[Collected data entries]
━━━━━━━━━━━━━━━━━━━━━━━━━━━━━━
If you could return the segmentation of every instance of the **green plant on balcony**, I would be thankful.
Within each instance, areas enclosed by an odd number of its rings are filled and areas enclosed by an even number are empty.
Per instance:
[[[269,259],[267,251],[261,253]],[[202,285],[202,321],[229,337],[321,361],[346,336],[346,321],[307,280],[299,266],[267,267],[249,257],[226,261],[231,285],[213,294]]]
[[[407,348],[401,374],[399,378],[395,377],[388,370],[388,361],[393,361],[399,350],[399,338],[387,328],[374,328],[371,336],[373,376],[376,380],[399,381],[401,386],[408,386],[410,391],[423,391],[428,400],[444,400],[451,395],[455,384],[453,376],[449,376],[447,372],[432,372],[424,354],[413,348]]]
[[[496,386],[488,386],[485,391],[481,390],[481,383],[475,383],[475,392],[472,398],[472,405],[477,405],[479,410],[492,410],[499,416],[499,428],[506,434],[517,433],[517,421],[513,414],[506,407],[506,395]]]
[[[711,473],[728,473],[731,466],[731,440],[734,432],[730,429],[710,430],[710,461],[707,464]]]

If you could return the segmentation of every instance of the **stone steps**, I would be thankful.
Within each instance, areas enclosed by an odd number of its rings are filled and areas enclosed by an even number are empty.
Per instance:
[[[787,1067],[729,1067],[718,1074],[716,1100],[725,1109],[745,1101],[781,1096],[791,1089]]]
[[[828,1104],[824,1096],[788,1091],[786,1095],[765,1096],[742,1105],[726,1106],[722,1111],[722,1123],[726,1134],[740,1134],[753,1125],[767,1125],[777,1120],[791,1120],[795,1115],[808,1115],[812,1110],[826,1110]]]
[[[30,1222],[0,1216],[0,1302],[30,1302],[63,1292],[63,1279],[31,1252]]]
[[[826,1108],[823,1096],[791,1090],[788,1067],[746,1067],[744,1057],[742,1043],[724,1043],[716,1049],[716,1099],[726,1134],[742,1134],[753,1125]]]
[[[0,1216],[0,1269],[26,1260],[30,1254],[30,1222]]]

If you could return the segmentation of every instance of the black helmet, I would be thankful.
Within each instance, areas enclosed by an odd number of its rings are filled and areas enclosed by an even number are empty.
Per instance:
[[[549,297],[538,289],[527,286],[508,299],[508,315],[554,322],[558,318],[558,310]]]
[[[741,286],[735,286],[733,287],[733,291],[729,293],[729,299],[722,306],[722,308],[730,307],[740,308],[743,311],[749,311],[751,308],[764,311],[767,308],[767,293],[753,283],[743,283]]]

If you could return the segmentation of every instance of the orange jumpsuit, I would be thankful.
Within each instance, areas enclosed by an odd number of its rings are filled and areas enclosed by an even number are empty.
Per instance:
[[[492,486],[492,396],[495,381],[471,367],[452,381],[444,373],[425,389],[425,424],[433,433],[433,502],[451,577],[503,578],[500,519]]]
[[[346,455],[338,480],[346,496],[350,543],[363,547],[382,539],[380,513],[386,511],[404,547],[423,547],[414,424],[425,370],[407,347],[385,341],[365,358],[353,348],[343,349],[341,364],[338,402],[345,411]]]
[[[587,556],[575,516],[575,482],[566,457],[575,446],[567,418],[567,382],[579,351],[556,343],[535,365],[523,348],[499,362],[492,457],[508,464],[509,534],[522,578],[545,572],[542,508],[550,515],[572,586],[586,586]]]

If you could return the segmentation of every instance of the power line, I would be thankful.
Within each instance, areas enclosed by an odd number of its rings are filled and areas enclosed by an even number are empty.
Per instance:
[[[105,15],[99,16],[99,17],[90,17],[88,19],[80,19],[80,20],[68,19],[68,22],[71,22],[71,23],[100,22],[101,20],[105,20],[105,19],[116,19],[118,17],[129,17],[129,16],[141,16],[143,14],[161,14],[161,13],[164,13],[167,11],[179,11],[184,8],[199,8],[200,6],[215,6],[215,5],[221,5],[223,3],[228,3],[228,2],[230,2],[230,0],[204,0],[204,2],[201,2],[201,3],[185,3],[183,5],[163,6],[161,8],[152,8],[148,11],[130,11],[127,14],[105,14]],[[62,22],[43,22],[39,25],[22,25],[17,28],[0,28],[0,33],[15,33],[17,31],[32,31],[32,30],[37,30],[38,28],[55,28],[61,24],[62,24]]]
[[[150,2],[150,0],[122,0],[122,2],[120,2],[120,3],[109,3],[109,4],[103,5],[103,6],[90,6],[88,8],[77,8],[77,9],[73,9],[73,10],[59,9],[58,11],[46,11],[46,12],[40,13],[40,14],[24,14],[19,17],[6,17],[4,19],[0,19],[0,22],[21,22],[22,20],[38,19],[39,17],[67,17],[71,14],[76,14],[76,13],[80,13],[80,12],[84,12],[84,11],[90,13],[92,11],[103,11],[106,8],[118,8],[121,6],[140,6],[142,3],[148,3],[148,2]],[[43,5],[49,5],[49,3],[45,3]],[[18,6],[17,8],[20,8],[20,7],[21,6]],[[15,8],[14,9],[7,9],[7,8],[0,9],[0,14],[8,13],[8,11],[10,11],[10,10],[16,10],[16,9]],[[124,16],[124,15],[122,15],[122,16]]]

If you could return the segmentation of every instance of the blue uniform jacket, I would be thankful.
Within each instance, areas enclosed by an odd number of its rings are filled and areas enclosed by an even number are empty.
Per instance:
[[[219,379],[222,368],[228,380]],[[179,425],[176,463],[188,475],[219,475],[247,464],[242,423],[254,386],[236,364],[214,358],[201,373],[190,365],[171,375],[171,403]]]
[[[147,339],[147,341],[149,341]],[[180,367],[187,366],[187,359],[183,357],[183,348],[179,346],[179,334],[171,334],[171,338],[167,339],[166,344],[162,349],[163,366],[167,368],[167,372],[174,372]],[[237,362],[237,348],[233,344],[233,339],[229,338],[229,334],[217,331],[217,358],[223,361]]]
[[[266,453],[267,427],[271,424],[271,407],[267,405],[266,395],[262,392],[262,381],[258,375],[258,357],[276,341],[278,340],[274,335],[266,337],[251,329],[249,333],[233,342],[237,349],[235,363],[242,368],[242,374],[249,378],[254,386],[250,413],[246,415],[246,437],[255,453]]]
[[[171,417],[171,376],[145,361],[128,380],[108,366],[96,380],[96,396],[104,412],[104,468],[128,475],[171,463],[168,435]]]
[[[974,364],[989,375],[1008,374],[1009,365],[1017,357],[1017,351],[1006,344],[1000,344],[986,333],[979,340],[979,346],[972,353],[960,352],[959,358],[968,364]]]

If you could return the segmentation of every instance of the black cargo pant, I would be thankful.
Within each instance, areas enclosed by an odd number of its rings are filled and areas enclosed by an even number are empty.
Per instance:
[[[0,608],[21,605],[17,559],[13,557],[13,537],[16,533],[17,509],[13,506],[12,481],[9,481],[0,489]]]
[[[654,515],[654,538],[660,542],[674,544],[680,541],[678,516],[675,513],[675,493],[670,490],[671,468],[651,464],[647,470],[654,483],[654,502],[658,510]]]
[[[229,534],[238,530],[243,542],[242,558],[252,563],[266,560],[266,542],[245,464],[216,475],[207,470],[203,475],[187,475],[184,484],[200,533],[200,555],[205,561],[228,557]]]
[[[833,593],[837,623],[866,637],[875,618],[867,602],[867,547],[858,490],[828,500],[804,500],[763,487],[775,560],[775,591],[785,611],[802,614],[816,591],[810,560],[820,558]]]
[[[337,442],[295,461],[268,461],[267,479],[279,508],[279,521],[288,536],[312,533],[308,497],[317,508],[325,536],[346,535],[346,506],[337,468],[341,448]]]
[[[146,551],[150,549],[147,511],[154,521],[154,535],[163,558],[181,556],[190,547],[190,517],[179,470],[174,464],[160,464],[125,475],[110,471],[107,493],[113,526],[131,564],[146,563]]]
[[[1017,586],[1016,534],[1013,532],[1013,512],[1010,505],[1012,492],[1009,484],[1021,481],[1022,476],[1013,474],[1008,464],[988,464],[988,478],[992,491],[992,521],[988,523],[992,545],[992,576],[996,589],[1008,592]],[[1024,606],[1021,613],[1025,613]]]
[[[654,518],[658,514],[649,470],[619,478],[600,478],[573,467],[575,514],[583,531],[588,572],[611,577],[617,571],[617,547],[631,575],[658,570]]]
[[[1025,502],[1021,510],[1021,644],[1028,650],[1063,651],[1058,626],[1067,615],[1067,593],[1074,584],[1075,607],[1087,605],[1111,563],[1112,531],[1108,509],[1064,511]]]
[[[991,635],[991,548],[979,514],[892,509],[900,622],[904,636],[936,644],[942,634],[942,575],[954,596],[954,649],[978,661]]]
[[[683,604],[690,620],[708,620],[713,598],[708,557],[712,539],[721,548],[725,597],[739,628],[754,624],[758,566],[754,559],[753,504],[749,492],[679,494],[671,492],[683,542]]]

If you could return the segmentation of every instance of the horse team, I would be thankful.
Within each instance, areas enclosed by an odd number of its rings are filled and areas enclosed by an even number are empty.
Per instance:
━━━━━━━━━━━━━━━━━━━━━━━━━━━━━━
Activity
Return every line of the entries above that the string "black" appears in.

Output below
If you could return the segmentation of every instance of the black helmet, I would be thankful.
If you could return the segmentation of every instance of the black cargo pant, I would be thankful.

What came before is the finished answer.